§ Aim of the task: Keep the text of the data exactly as it is and omit each picture from the copy.

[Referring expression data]
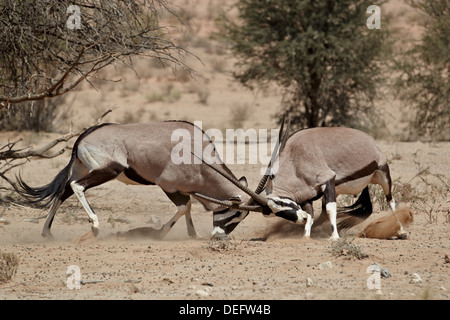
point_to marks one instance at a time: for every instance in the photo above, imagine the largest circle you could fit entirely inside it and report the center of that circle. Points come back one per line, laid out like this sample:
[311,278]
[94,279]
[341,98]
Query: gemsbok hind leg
[78,170]
[383,177]
[94,178]
[183,203]
[51,214]
[329,193]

§ Answer box:
point_to marks one instance at a time: for every instance in the photo above, imagine the largest circle you could fit entirely inside it and report the center of that circle. Points come back one per line, laid out like this sample:
[311,278]
[94,279]
[341,98]
Query: gemsbok hind leg
[78,170]
[383,177]
[94,178]
[183,203]
[51,214]
[329,193]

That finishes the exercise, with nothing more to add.